■ **SHORT TASK**: Reproduce the lines below, swapping "vertex" for "corner" and leaving everything else unchanged.

■ **Shape boundary entries**:
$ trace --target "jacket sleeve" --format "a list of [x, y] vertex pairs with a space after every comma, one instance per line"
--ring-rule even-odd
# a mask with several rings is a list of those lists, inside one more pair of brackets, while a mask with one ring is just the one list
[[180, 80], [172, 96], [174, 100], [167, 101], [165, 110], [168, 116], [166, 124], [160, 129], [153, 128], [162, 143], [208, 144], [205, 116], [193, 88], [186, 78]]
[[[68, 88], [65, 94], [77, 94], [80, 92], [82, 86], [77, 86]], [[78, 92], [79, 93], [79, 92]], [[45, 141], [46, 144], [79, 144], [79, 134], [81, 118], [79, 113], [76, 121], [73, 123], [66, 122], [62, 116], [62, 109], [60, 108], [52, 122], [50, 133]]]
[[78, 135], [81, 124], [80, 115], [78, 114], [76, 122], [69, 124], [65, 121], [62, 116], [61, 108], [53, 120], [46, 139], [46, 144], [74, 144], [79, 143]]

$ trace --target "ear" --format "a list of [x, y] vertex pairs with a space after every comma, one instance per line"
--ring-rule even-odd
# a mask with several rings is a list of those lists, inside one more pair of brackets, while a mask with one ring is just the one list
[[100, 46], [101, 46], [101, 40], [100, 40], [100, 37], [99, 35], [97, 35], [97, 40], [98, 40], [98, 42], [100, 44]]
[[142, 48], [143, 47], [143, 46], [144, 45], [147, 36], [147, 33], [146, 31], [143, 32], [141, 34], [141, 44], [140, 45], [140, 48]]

■ **FINISHED EXERCISE**:
$ trace --target "jacket sleeve" --format "a list of [x, y] corner pairs with a space after every comma, one instance per line"
--ring-rule even-odd
# a mask with several rings is a list of those lists, inside one more pair of brackets, while a mask with one ring is just the one list
[[180, 80], [172, 96], [174, 100], [167, 101], [165, 110], [168, 116], [166, 124], [160, 129], [153, 128], [162, 143], [208, 144], [205, 116], [193, 88], [186, 78]]
[[[68, 88], [65, 94], [77, 94], [80, 92], [82, 86], [77, 86]], [[78, 92], [79, 93], [79, 92]], [[45, 141], [46, 144], [79, 144], [79, 134], [81, 118], [79, 113], [76, 121], [73, 123], [66, 122], [62, 116], [62, 109], [60, 108], [52, 122], [50, 133]]]
[[78, 135], [81, 124], [80, 115], [78, 114], [76, 122], [69, 124], [65, 121], [62, 116], [61, 108], [53, 120], [46, 139], [46, 144], [74, 144], [79, 143]]

$ trace --target "ear" --format "a list of [x, y] corner pairs with a space after every comma, one instance per line"
--ring-rule even-odd
# a mask with several rings is a list of those lists, inside one more pair of brackets, while a mask with one ring is just the one list
[[100, 46], [101, 46], [101, 40], [100, 40], [100, 37], [99, 35], [97, 35], [97, 40], [98, 40], [98, 42], [100, 44]]
[[142, 48], [143, 47], [143, 46], [144, 45], [147, 36], [147, 33], [146, 31], [143, 32], [141, 34], [141, 44], [140, 45], [140, 48]]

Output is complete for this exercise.